> **Try it**: Transcribe the data below verbatim from the line with "indicate the concrete driveway, one" to the line with "indicate the dark brown door, one". Include both of those lines.

╔══

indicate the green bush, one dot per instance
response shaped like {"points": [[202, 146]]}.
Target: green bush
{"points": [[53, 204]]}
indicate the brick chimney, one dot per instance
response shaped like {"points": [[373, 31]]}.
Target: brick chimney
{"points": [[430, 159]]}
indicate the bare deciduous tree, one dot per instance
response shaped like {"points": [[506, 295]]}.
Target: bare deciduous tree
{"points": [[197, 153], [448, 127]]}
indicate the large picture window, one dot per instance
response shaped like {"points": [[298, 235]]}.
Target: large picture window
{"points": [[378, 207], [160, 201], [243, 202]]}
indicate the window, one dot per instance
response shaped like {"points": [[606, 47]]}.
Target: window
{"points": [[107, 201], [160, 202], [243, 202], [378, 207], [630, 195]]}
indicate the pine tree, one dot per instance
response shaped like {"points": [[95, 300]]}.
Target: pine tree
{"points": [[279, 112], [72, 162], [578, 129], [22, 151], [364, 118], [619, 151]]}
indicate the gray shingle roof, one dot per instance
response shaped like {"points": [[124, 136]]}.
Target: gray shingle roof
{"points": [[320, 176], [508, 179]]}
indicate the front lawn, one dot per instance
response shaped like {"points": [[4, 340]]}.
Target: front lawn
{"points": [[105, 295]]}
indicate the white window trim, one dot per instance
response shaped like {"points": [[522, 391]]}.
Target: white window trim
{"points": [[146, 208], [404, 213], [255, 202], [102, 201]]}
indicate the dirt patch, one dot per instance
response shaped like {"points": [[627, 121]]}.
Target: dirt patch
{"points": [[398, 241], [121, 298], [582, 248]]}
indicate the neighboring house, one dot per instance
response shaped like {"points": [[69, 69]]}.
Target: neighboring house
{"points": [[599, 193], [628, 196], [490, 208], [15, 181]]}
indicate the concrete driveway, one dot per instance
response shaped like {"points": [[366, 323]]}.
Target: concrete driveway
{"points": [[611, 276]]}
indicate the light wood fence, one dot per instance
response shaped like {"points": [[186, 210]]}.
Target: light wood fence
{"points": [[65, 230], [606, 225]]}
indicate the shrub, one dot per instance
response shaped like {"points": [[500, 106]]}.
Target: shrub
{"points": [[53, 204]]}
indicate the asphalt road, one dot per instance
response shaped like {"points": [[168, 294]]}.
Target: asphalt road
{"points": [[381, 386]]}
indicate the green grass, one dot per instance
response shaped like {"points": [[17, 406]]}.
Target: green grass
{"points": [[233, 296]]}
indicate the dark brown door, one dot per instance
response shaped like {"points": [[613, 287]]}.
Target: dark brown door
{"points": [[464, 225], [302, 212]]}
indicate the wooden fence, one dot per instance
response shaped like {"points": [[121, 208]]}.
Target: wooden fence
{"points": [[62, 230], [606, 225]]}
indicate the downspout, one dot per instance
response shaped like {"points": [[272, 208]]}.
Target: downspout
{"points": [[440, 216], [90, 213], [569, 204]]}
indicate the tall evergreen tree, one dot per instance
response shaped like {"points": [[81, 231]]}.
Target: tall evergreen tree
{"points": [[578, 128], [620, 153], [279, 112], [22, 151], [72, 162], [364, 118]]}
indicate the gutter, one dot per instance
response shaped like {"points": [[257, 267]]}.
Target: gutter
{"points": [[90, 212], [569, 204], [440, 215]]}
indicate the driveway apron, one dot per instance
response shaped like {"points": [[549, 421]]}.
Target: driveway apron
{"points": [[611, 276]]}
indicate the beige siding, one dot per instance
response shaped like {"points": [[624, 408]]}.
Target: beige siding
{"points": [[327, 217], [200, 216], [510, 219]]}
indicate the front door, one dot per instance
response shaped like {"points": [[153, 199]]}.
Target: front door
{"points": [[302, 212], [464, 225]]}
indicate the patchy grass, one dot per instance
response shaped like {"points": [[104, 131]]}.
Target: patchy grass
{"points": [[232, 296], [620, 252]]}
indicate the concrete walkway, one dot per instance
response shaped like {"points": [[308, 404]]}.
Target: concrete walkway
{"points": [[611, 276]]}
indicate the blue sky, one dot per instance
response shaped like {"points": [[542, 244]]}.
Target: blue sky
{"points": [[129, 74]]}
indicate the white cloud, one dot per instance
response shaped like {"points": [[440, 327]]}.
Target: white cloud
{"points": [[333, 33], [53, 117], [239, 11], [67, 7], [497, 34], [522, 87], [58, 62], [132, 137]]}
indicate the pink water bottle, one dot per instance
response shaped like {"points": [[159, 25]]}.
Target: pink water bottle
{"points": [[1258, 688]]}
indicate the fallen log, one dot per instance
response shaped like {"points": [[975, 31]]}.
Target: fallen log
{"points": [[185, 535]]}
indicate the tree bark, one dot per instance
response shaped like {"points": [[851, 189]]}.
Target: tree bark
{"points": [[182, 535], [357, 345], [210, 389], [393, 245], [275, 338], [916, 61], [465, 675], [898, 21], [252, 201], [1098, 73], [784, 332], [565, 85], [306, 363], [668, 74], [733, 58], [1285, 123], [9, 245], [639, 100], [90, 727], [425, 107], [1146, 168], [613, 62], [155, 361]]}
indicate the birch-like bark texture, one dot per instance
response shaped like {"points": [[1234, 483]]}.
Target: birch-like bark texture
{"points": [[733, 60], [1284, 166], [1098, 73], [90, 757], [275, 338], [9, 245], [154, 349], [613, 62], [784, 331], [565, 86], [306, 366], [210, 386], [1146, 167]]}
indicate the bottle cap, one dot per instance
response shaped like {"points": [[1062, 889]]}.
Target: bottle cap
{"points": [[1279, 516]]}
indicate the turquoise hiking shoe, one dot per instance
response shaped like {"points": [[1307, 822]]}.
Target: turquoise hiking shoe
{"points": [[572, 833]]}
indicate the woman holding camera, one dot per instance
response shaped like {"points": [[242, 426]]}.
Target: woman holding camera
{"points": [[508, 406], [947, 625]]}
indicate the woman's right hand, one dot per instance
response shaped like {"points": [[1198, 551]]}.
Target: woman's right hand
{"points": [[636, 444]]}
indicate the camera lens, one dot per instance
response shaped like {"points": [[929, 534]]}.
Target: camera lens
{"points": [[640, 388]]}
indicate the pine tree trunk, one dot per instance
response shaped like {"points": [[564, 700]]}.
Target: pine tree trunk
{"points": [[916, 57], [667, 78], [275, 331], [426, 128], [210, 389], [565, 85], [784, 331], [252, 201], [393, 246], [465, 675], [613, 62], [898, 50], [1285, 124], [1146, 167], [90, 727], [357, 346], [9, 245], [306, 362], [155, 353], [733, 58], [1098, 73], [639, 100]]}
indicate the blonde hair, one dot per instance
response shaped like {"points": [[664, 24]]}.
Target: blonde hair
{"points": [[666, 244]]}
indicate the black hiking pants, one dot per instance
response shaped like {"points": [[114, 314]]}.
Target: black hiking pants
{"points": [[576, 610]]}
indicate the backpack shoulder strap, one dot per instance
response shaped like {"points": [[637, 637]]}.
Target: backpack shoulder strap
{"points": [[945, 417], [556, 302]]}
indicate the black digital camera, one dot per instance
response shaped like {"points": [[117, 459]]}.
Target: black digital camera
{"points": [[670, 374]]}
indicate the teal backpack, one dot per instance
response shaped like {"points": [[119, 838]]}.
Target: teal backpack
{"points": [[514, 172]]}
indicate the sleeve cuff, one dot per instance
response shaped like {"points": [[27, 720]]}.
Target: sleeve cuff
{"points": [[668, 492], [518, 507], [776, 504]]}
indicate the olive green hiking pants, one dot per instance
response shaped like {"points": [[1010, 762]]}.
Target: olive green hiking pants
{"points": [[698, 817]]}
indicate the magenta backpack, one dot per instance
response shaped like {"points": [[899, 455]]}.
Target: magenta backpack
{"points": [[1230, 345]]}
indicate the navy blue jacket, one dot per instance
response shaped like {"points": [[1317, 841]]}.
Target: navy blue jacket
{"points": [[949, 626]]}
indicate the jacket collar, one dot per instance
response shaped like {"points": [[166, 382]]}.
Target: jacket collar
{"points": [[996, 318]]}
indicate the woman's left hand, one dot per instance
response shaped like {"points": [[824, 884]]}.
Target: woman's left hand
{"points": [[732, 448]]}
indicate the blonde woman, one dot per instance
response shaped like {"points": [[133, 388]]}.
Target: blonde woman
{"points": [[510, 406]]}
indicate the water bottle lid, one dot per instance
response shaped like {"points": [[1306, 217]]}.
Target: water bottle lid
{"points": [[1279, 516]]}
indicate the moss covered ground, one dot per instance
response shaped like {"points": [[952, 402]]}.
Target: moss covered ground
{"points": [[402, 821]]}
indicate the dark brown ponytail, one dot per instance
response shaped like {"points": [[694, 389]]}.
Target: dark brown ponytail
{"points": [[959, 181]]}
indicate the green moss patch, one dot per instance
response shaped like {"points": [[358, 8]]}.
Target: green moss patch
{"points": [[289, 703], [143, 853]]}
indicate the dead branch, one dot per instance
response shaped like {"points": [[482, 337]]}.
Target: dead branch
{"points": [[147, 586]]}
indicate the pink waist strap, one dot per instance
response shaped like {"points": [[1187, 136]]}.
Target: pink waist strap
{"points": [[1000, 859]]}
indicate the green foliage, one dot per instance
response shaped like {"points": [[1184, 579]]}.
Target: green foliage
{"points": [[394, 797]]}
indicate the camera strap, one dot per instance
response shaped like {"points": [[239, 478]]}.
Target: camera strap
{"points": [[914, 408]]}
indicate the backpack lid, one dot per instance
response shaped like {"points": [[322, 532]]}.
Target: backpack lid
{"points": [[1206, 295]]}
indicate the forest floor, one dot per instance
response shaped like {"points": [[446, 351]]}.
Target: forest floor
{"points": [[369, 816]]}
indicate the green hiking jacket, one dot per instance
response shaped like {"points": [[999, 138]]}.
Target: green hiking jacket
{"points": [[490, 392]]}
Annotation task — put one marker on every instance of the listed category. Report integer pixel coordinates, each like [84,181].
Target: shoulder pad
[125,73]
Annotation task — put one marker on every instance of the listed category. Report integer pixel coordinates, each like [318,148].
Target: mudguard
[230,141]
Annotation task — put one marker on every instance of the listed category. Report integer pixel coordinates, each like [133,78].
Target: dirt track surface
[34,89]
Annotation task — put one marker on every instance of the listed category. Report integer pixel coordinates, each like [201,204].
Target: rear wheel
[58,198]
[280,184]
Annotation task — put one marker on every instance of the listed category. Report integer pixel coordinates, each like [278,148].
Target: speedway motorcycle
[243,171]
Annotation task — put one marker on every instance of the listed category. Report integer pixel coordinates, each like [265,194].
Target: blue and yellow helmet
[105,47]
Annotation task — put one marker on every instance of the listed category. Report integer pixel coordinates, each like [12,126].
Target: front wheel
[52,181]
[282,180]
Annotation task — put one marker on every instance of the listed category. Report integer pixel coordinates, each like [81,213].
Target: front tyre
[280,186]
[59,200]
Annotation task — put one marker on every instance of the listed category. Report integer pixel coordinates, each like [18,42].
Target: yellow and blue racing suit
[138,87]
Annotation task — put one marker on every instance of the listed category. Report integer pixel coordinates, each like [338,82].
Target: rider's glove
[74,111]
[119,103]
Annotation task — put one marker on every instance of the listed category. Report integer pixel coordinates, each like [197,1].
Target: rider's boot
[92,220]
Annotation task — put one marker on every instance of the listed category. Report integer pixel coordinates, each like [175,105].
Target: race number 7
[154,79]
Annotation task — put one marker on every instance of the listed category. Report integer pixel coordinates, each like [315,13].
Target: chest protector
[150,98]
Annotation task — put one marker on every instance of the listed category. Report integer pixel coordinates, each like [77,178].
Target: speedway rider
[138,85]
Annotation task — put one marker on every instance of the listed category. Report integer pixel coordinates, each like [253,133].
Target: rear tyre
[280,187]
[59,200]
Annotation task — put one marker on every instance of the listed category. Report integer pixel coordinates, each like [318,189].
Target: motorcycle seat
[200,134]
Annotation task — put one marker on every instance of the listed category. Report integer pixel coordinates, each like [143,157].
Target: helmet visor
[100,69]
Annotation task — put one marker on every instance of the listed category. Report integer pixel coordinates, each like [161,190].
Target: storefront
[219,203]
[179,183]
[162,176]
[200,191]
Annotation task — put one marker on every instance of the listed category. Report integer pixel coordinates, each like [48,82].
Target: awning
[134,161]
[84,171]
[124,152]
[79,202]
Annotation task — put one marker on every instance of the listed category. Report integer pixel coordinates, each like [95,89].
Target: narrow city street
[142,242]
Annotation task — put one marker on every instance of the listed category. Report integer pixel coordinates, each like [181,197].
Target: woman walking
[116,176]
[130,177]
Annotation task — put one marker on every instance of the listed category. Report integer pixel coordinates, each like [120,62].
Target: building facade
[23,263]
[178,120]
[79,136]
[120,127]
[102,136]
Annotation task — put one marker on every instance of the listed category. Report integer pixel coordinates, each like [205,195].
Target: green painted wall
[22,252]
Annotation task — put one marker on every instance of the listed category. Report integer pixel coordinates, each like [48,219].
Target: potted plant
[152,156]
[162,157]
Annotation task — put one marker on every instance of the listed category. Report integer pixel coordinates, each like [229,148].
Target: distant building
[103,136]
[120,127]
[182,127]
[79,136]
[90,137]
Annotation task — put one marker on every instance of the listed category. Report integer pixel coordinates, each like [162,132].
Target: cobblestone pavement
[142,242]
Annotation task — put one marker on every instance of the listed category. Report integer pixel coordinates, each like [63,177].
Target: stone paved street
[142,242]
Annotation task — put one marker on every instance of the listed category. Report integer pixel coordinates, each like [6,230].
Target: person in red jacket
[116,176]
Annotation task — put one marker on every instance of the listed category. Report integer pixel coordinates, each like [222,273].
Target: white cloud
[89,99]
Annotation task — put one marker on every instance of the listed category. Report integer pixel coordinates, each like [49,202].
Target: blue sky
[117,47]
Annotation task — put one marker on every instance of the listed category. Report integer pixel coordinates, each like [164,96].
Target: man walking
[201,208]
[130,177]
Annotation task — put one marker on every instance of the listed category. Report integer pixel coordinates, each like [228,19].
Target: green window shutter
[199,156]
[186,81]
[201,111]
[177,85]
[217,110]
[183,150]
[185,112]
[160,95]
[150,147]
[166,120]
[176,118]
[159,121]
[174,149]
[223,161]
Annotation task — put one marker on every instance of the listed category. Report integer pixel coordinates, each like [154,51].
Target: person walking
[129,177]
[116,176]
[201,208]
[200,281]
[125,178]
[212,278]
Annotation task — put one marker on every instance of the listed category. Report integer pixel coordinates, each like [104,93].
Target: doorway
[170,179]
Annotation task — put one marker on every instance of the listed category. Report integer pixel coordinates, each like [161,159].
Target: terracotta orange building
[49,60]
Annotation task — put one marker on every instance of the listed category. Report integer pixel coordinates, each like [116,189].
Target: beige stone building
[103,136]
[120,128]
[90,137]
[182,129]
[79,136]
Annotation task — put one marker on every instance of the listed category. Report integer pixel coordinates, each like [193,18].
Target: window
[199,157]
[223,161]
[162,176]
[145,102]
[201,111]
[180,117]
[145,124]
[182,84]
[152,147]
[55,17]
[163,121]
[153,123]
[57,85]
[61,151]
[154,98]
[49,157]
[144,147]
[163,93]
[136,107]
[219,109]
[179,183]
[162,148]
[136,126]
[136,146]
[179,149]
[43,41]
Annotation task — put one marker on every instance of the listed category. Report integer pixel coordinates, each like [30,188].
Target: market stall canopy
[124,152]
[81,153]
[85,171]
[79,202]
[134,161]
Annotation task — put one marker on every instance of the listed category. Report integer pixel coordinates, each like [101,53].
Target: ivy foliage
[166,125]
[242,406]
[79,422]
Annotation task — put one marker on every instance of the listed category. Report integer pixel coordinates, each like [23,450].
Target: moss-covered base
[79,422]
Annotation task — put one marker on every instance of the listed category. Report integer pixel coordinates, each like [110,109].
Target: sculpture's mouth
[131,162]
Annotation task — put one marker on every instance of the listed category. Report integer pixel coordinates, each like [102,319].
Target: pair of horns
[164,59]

╚══

> **Response area**:
indicate the concrete driveway, one dot per instance
response shaped like {"points": [[366, 323]]}.
Target: concrete driveway
{"points": [[611, 276]]}
indicate the light wood fence, one dot per instance
response shaped like {"points": [[186, 210]]}.
Target: light wood fence
{"points": [[65, 230], [606, 225]]}
indicate the shrub, one dot per instance
response shaped like {"points": [[500, 106]]}.
Target: shrub
{"points": [[53, 204]]}
indicate the asphalt road, one dot per instance
response shaped like {"points": [[168, 294]]}.
Target: asphalt road
{"points": [[381, 386]]}
indicate the green grass, one dot per instance
response shaped like {"points": [[17, 406]]}.
Target: green grass
{"points": [[233, 296]]}
indicate the dark brown door, one dot per instance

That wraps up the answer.